**Task prompt:**
Please count the lines in the entries below that contain the string "wooden" with matching case, and reply with that number alone.

— BEGIN Supplied material —

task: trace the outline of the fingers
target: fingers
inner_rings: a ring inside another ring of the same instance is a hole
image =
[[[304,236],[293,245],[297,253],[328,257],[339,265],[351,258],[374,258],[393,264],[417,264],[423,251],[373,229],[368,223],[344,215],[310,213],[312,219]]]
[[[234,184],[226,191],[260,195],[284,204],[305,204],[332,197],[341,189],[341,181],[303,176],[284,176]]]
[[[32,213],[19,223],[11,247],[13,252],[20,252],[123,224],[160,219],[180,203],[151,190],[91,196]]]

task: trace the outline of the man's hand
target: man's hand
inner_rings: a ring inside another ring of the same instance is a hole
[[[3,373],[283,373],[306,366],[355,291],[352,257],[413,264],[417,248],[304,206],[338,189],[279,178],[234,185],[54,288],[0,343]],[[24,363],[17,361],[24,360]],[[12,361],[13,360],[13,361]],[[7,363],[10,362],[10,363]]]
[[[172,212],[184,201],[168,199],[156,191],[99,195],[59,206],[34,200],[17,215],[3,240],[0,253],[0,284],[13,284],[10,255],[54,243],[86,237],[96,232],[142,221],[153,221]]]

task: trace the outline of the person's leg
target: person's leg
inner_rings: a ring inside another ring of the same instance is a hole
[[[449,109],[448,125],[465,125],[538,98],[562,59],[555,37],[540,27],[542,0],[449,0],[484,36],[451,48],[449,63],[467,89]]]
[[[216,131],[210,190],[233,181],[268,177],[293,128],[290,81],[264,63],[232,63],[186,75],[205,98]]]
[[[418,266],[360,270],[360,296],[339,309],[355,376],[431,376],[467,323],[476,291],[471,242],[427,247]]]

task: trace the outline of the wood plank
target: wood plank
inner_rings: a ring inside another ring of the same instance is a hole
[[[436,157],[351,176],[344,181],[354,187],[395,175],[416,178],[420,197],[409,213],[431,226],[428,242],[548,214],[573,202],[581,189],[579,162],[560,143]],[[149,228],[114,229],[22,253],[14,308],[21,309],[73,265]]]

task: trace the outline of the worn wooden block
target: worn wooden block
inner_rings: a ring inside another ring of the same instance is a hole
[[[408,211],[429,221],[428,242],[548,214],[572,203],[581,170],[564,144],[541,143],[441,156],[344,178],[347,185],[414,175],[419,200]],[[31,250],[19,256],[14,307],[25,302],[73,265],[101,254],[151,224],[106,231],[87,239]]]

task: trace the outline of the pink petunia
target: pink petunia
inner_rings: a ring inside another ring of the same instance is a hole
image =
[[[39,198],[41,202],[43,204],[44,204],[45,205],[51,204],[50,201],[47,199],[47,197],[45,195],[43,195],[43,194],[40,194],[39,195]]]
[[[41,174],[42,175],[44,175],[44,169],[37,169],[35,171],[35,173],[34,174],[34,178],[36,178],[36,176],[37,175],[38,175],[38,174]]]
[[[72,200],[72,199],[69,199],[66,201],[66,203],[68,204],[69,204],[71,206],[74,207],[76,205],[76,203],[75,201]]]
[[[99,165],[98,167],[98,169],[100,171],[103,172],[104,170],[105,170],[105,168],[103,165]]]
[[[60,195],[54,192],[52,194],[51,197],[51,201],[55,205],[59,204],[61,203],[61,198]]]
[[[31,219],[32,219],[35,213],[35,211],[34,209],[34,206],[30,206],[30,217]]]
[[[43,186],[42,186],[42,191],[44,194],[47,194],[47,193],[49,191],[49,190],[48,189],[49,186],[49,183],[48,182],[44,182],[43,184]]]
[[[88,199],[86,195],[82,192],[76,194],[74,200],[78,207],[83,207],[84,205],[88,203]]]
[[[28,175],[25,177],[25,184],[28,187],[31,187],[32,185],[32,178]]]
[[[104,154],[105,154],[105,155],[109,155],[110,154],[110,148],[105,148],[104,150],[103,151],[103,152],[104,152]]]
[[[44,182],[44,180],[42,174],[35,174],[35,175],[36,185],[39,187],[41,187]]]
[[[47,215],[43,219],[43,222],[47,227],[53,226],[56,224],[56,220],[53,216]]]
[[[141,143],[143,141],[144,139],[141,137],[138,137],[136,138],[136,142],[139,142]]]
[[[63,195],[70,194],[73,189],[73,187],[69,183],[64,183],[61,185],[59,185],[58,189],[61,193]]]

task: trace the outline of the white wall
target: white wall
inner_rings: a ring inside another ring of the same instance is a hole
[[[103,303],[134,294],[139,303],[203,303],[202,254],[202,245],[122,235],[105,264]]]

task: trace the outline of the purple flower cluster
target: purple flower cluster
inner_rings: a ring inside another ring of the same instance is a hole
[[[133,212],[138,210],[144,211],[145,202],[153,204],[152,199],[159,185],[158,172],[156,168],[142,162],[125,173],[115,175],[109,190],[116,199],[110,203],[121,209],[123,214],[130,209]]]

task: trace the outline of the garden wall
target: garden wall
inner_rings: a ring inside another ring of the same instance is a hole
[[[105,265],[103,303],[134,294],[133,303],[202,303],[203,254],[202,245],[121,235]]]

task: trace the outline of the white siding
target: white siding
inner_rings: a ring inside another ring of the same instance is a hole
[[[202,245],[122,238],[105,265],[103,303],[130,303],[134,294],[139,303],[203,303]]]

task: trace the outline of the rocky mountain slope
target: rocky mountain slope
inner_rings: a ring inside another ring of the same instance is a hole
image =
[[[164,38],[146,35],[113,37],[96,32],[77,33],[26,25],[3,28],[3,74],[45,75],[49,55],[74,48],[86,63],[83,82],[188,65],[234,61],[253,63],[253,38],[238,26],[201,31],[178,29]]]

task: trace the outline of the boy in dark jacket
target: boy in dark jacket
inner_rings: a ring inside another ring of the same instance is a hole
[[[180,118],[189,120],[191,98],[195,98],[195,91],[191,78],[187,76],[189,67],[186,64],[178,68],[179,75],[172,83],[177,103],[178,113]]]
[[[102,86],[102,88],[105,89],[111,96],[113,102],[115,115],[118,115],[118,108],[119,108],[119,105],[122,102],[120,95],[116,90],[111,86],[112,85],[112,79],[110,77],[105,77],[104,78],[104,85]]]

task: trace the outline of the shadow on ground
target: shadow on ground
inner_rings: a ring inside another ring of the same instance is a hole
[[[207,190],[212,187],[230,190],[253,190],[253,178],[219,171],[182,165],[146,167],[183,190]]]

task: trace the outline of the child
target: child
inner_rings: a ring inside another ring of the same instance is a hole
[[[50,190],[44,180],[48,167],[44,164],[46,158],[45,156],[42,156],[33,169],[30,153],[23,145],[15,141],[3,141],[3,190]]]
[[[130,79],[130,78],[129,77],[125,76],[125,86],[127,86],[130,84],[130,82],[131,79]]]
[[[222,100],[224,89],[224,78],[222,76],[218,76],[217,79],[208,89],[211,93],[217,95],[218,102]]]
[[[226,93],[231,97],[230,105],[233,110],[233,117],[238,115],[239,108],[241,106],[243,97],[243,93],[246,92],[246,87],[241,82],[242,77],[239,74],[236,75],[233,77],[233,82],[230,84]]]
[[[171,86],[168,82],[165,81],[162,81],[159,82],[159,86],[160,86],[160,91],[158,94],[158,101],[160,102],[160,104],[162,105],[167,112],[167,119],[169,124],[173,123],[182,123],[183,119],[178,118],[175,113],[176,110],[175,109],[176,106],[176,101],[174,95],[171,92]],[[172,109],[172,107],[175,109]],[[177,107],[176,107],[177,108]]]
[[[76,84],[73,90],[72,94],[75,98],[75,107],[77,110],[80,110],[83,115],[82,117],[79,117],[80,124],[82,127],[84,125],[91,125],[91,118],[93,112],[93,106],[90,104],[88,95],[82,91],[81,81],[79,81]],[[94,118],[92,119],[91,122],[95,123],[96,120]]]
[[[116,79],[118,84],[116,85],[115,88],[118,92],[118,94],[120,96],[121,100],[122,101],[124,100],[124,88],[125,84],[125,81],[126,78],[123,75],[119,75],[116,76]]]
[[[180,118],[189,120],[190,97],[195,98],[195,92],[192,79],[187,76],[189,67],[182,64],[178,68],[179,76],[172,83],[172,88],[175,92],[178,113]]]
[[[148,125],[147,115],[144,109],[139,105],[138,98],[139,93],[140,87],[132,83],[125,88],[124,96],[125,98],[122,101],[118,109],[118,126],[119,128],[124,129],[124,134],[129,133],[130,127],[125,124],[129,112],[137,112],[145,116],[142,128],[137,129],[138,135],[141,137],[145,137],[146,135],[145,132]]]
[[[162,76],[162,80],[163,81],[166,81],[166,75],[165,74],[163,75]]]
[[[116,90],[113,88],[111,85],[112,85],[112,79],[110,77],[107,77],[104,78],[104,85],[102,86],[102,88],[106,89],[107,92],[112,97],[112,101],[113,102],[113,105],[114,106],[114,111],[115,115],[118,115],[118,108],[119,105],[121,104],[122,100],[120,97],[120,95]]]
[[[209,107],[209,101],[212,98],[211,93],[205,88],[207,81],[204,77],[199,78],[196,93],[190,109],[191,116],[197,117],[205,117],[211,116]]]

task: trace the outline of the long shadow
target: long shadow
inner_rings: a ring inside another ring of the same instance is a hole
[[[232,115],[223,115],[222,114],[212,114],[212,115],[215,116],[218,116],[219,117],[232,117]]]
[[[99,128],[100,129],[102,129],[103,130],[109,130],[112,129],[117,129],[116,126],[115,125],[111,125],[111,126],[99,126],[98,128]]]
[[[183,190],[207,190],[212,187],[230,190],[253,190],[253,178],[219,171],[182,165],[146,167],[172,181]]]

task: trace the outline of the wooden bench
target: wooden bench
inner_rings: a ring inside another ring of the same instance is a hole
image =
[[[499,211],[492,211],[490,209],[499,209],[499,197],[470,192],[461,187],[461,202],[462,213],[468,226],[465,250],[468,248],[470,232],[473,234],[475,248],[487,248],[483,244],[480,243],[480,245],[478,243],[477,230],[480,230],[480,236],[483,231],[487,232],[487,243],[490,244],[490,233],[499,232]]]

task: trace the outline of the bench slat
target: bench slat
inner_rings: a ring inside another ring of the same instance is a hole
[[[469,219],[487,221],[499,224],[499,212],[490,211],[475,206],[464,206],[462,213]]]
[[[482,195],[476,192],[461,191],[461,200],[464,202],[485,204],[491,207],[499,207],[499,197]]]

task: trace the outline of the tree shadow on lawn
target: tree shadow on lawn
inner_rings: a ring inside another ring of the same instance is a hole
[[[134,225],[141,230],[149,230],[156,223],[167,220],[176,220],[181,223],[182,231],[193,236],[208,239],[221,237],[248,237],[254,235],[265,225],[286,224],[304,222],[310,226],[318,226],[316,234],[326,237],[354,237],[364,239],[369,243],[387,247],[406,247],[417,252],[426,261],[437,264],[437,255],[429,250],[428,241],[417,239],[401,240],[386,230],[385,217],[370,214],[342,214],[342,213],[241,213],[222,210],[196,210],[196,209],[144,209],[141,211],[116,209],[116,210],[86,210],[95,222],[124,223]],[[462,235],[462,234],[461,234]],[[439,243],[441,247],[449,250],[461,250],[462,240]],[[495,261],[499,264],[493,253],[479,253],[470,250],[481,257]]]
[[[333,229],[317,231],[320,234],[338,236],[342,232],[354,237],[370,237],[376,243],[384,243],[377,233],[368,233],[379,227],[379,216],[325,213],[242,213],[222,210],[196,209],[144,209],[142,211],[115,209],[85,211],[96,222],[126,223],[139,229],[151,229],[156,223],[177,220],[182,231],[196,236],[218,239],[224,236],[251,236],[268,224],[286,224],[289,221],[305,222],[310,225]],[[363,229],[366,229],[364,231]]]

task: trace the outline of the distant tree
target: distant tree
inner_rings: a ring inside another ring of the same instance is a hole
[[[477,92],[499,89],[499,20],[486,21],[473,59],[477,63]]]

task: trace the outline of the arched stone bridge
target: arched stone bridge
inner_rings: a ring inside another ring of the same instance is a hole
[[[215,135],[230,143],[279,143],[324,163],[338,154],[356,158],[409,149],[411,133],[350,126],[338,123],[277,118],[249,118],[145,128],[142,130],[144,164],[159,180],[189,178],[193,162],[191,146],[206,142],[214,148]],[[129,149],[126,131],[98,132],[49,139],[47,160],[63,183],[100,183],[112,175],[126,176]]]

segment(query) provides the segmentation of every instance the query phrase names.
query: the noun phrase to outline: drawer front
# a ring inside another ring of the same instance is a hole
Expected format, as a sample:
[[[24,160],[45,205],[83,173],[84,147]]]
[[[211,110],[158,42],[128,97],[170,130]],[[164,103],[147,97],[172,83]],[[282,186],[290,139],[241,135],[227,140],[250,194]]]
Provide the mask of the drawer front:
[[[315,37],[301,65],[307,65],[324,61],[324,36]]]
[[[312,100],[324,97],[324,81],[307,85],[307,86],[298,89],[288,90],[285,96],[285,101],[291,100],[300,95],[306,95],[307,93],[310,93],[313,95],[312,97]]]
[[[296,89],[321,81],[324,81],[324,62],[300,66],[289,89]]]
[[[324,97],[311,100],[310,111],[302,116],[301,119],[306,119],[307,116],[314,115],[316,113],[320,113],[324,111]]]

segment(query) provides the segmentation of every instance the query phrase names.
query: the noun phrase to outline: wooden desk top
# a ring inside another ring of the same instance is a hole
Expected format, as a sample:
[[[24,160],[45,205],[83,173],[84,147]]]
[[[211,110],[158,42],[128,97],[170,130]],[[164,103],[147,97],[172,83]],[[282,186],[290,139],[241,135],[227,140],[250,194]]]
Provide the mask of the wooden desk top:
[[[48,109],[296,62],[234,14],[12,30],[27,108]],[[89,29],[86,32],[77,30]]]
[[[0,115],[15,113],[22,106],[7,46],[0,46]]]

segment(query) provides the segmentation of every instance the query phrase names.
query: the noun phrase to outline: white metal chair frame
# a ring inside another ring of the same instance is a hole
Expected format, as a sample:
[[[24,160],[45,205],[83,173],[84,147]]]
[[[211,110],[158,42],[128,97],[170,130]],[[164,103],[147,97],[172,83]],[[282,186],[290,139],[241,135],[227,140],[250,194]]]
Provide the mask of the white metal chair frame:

— END Supplied material —

**Output for this task:**
6